WRITTEN TASK: The entries below should be transcribed in their entirety, exactly as written.

SUPPLIED MATERIAL:
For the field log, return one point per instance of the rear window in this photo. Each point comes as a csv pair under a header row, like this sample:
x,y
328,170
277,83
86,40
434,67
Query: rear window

TASK RESULT:
For the field log, return one point per instance of the rear window in this photo. Each point comes as a csv pair under a header row, like this sample:
x,y
328,170
277,83
86,40
434,67
Query: rear window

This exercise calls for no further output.